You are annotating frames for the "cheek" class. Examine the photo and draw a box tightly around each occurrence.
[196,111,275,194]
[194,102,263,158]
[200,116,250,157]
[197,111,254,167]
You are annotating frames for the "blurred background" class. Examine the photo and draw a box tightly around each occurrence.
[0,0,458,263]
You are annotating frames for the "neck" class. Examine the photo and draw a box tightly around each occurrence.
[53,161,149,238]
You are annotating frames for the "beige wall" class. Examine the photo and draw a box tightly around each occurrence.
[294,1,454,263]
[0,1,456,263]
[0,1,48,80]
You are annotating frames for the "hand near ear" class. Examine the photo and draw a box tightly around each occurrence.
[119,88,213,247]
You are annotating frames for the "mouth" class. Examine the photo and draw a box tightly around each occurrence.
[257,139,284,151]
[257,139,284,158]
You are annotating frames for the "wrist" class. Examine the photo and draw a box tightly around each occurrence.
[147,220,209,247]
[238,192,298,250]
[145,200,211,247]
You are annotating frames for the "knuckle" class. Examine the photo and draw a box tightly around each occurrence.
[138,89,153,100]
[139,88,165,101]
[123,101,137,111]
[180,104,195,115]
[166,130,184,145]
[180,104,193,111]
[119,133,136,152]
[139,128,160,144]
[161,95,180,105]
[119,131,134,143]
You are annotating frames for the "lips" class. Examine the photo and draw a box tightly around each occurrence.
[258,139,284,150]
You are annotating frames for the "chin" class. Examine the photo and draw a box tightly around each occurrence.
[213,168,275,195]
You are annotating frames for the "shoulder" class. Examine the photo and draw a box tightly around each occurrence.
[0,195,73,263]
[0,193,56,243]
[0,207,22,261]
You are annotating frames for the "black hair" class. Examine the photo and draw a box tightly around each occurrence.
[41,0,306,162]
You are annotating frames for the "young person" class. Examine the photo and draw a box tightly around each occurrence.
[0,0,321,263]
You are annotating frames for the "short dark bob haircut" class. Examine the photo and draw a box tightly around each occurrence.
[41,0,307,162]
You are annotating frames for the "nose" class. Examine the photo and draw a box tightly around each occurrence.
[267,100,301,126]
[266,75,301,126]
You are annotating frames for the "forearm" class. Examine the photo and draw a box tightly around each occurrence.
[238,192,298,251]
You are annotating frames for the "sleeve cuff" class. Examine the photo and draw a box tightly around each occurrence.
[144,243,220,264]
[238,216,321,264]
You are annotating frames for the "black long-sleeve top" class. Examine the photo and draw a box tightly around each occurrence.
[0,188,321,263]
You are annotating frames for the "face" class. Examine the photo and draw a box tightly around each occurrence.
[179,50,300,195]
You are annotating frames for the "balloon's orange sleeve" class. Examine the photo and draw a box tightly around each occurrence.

----

▶ **TASK REQUIREMENTS**: Print out an identical copy of the whole listing.

▶ **TASK ANSWER**:
You are annotating frames for the "cheek" class. Examine the photo and draw a box tightly around each occurrence.
[196,111,275,194]
[194,102,263,158]
[200,116,250,157]
[197,111,254,167]
You are annotating frames for the "blurred background" class. Examine the photo and draw a box tightly around each occurrence.
[0,0,458,263]
You are annotating frames for the "neck" class. Examine the photo and draw a box tightly around each occurrence.
[53,161,149,238]
You are annotating frames for the "beige wall" class. Examine the photo and draw a box tightly around each occurrence.
[294,1,454,263]
[0,1,456,263]
[0,1,48,80]
You are annotating frames for the "hand near ear" class. Examine the photo and draw a box tightly around each occurrence.
[119,88,213,247]
You are annotating frames for the "mouth" class. Examine the photo and draw a box tightly around each occurrence.
[257,139,284,151]
[257,139,284,158]
You are annotating frames for the "wrist" class. Examine the photo and draw a box tightly around each occurrence.
[147,220,209,247]
[238,192,298,250]
[145,200,211,247]
You are annotating frames for the "knuckle" class. Examine the photo and draw a box tightly around each occurrence.
[138,89,153,100]
[139,88,165,101]
[123,101,137,111]
[180,104,195,115]
[166,130,184,145]
[180,104,193,111]
[119,133,136,152]
[139,128,160,144]
[161,95,180,105]
[119,131,134,143]
You are annotating frames for the "lips" class. Examine the photo and draw a box tightly around each occurrence.
[258,139,284,150]
You are annotating frames for the "chin" class. Examine the photo and draw a box tightly around each occurrence.
[213,168,275,195]
You are annotating frames for the "shoulder" class. Examine the photo and draw a box tightly around each occurrence.
[0,195,73,263]
[0,193,56,243]
[0,207,22,261]
You are annotating frames for the "black hair" class. Examine the photo and draw a box tightly around each occurrence.
[41,0,306,162]
You are annotating frames for the "young person" class. Examine the photo and draw a box tightly around each occurrence.
[0,0,321,263]
You are annotating frames for the "short dark bob haircut" class. Examine the photo and draw a box tightly around each occurrence.
[41,0,307,162]
You are annotating frames for the "nose" class. Examine the photo and draw a box tightly around each occurrence.
[267,100,301,126]
[266,75,301,126]
You are annotating frames for the "forearm" class. Examine the photo and draw a box tightly around each occurrence.
[238,192,298,251]
You are annotating frames for the "sleeve cuff" class. Examine the photo and draw a box tightly around each occurrence.
[144,243,220,264]
[238,216,321,264]
You are annotating frames for the "black long-sleeve top" class. Examine the photo and draw a box tightly around each occurrence.
[0,188,321,263]
You are annotating frames for the "face" class. Examine the photo and draw a box tightly around each occurrence.
[179,50,300,195]
You are annotating frames for the "balloon's orange sleeve" class. Examine the photo and draw a box tightly around each occurrence.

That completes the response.